» Directive
Format the lines below as a JSON list of strings, one string per line, skipping any blank lines and leaving out the pictures.

» Exercise input
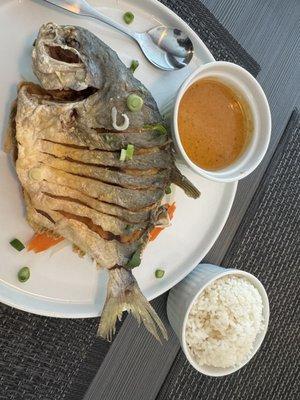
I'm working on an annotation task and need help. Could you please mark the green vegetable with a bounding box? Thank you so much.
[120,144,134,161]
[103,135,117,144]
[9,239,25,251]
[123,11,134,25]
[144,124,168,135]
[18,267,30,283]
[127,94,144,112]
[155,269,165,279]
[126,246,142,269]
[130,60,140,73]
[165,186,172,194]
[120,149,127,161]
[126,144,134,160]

» Task result
[
  "I'm working on an annotation task and need help. Could you please mark the green vegetable with a bounding box? Thank you so much.",
  "[120,144,134,161]",
  "[103,135,117,144]",
  "[9,239,25,251]",
  "[123,11,134,25]",
  "[144,124,168,135]",
  "[18,267,30,283]",
  "[127,94,144,112]",
  "[155,269,165,279]",
  "[126,246,142,269]",
  "[130,60,140,73]",
  "[165,186,172,194]",
  "[120,149,127,161]",
  "[126,144,134,160]"
]